-- Begin Extracted information --
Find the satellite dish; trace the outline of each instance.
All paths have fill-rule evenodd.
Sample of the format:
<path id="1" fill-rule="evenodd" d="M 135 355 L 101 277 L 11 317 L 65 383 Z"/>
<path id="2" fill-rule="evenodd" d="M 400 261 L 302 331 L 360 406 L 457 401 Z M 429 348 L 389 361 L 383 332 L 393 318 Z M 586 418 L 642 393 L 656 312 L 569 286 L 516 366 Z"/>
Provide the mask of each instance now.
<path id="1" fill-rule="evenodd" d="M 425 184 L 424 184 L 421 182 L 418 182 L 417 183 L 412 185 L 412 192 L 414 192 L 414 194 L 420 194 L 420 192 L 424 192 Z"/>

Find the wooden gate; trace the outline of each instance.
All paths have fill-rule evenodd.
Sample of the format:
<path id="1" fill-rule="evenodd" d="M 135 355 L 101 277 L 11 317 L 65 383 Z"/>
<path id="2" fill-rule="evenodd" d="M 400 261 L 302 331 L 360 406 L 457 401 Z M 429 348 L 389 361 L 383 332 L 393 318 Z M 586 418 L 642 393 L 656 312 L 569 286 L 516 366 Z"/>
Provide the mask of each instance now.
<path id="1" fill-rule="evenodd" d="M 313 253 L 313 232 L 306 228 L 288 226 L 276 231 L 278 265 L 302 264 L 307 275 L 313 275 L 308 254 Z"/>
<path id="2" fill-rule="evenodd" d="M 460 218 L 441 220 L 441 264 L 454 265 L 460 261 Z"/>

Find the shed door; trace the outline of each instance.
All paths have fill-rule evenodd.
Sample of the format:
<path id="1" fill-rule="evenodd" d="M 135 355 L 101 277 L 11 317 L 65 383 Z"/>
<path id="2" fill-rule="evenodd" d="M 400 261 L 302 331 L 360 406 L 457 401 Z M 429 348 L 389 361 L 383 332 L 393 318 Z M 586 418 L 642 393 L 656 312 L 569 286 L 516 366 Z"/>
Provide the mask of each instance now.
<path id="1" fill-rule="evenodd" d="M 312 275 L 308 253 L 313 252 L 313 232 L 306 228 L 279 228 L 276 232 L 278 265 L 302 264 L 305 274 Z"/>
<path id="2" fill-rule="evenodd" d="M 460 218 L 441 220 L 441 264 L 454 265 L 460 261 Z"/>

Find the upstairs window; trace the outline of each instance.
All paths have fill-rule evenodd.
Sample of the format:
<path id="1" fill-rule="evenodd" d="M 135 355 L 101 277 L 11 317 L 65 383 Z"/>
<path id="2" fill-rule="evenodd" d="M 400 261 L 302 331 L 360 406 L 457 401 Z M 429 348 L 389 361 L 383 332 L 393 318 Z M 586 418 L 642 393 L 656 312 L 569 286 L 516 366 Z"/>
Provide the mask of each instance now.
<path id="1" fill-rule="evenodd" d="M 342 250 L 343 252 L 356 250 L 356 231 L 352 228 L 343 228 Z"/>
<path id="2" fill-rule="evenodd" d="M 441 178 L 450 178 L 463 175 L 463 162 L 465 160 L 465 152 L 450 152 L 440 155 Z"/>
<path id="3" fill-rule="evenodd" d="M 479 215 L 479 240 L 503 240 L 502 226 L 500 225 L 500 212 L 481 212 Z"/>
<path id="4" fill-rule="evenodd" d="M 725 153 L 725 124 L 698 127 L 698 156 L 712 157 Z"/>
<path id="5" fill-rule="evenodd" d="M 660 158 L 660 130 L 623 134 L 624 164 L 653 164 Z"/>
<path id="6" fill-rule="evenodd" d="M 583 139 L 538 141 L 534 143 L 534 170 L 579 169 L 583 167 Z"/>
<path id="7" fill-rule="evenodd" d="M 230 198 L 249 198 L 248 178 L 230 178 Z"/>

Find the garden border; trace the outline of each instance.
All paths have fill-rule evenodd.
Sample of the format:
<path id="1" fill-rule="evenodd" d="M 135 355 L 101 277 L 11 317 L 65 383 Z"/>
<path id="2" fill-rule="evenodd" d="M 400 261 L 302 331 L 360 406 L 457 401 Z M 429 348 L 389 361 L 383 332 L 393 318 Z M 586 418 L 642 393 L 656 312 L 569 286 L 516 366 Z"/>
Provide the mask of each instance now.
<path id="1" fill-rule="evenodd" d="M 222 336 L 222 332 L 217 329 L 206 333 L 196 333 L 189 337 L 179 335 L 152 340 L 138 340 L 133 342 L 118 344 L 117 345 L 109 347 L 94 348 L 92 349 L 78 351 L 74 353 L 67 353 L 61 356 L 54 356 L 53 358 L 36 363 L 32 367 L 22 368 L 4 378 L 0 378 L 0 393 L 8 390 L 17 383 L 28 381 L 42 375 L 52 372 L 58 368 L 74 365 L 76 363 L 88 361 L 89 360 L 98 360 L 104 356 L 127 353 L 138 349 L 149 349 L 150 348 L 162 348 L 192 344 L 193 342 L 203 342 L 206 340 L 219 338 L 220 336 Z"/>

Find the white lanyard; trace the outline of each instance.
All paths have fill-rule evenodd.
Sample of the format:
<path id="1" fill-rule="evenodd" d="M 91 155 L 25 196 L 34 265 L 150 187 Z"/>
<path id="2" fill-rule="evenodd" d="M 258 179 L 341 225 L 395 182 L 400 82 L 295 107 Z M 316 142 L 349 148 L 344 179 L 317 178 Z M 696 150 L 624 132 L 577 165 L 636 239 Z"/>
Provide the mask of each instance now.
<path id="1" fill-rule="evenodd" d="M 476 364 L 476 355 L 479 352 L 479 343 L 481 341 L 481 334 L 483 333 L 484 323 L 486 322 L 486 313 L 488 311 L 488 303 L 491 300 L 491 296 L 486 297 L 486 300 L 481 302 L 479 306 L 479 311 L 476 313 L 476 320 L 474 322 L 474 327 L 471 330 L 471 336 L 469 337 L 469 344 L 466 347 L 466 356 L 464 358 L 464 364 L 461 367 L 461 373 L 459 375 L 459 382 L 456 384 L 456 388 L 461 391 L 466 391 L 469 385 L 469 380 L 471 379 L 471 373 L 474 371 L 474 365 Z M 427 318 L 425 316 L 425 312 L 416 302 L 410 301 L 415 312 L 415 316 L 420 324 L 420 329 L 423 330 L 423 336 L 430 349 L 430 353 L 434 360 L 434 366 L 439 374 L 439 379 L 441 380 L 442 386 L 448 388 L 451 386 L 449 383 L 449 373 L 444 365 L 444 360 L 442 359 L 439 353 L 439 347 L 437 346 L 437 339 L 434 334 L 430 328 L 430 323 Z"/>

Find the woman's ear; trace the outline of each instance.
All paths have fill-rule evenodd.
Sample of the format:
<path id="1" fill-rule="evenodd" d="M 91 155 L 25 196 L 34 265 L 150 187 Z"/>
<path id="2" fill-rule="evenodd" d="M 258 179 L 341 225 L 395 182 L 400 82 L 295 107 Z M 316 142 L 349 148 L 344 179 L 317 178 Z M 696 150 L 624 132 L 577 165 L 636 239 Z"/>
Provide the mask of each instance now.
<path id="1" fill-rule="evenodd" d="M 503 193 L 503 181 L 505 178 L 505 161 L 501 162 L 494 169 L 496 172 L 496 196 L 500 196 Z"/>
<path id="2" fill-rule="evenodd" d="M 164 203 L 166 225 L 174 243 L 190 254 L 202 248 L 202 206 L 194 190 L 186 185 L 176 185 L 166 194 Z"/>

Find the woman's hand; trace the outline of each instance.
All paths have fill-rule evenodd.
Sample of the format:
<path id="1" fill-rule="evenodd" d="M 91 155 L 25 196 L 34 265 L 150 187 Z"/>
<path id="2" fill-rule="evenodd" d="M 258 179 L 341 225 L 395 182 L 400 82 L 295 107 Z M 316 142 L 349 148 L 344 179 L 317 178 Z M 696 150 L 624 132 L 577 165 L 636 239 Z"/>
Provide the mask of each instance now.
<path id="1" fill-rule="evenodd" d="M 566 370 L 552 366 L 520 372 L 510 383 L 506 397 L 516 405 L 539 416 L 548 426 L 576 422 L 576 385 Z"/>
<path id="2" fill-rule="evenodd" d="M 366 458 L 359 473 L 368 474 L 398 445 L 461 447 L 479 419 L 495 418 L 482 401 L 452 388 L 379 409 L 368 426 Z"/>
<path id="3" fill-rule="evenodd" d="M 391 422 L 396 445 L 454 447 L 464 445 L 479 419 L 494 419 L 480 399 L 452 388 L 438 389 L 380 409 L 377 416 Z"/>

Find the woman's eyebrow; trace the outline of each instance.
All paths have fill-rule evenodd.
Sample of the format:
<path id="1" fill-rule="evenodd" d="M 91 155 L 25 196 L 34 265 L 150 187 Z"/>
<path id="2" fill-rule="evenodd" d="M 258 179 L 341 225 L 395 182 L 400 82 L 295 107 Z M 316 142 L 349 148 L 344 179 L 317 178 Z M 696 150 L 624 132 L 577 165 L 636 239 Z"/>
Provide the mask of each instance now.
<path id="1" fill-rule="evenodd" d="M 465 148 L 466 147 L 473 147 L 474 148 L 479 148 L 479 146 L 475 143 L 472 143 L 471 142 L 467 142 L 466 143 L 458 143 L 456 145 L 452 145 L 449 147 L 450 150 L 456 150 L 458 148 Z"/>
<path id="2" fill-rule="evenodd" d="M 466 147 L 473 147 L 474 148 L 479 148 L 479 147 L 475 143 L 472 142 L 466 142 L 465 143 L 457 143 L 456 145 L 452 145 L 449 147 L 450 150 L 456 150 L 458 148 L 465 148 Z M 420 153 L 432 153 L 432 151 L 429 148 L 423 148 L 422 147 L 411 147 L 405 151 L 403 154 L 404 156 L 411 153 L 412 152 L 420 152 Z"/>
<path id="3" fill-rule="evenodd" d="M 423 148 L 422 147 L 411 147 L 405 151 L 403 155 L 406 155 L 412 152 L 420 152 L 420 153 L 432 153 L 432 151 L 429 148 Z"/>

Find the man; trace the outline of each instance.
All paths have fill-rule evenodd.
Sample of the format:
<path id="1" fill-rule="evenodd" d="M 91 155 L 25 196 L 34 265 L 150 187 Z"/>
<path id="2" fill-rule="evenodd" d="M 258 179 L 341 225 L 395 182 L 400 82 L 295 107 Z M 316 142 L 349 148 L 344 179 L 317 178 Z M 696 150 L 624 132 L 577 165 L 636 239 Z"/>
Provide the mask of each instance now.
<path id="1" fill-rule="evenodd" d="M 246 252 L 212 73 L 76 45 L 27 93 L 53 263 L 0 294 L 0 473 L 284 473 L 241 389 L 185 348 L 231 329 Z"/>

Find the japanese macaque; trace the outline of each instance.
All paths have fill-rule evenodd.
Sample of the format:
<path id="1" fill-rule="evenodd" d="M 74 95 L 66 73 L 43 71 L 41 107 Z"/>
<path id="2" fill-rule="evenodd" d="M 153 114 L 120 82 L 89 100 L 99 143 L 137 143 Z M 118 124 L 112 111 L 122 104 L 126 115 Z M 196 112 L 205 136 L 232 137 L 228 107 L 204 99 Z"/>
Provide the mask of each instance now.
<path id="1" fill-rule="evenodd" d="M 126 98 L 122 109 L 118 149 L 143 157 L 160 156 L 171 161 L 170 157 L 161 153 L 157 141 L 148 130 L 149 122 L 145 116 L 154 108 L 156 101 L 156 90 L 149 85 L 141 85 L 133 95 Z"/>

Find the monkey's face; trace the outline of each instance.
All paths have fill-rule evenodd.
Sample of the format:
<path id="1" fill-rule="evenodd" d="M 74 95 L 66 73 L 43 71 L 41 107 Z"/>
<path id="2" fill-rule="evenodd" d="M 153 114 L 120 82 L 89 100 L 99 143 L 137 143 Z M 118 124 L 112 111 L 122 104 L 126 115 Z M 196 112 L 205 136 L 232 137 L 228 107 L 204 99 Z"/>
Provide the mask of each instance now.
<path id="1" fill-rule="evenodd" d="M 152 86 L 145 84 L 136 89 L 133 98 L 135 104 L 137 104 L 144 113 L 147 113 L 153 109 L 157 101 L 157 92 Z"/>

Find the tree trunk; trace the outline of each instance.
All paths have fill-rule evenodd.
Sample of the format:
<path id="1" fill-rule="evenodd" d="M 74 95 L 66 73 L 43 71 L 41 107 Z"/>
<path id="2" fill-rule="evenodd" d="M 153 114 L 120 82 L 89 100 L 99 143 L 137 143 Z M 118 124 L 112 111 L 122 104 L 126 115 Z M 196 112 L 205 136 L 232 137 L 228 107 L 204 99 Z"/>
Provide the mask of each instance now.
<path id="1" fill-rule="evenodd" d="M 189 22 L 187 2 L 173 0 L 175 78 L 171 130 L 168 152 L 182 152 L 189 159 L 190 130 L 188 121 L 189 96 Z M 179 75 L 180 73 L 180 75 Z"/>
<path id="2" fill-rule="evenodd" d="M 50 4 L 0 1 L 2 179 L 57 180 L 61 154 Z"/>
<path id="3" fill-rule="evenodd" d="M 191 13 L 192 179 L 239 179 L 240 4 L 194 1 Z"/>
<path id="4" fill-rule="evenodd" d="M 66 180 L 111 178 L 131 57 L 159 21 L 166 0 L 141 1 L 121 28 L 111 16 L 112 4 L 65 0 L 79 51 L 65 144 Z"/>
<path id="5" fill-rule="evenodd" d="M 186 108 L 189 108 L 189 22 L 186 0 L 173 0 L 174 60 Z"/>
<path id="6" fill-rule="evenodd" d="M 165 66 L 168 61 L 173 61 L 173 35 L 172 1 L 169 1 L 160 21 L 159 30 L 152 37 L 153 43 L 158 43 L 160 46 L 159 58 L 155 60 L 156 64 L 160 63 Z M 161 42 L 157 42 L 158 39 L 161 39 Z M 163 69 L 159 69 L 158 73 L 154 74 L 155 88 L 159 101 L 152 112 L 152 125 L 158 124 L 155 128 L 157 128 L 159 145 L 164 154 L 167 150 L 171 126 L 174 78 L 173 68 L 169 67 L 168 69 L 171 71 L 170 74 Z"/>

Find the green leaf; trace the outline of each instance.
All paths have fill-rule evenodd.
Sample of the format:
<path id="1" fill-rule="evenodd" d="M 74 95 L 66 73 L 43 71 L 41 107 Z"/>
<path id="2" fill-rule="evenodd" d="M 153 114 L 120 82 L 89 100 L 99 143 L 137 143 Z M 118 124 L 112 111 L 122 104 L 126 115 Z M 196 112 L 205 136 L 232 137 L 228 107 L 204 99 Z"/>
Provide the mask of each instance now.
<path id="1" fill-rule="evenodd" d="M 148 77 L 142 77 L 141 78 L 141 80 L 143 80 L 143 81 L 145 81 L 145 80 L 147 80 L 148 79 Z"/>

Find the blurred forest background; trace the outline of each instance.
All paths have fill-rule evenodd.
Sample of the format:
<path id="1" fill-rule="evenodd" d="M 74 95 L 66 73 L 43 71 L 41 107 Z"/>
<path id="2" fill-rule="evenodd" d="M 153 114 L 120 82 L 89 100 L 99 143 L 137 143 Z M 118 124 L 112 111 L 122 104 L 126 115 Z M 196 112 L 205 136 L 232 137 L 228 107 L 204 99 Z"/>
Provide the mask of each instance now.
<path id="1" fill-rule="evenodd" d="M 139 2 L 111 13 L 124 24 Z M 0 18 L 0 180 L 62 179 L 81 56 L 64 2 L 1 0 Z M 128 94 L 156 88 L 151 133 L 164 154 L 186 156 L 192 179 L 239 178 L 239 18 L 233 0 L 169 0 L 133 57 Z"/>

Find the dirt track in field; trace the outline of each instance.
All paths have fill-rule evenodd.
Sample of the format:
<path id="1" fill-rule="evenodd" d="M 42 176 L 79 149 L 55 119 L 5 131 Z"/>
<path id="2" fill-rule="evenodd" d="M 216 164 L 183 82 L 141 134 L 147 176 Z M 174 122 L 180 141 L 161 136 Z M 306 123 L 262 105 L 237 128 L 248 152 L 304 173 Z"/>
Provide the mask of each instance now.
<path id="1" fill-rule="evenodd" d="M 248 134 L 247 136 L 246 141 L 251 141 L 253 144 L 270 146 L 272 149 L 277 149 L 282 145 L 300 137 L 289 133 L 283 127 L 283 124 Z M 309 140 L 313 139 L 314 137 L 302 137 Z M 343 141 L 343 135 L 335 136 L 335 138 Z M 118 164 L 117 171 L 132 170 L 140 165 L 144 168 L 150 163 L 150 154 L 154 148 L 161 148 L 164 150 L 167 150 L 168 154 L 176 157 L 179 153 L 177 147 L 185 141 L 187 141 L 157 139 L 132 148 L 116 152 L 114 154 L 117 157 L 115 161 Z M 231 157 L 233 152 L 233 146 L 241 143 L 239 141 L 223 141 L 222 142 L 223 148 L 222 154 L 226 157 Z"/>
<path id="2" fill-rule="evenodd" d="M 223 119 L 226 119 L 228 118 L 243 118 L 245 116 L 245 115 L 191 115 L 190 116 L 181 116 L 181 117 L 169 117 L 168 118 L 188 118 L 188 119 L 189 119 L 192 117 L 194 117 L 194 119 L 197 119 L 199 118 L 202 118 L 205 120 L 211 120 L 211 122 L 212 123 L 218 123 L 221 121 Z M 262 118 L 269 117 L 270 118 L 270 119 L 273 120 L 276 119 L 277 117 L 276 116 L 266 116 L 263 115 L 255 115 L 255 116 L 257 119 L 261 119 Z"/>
-- End Extracted information --
» What the task asks
Reproduce word for word the part of the records above that opens with the line containing "Find the upstairs" and closes with the line containing "342 250 L 343", both lines included.

» Worked answer
Find the upstairs window; trace the outline of each instance.
All paths have fill-rule evenodd.
Sample of the format:
<path id="1" fill-rule="evenodd" d="M 135 355 L 101 277 L 11 317 L 65 383 Z"/>
<path id="2" fill-rule="evenodd" d="M 400 261 L 302 331 L 360 406 L 457 401 Z M 429 348 L 389 361 L 383 332 L 393 318 Z M 586 418 L 642 393 L 656 312 L 569 286 L 516 366 Z"/>
Provide the mask of each instance now.
<path id="1" fill-rule="evenodd" d="M 342 250 L 343 252 L 356 250 L 356 231 L 352 228 L 343 228 Z"/>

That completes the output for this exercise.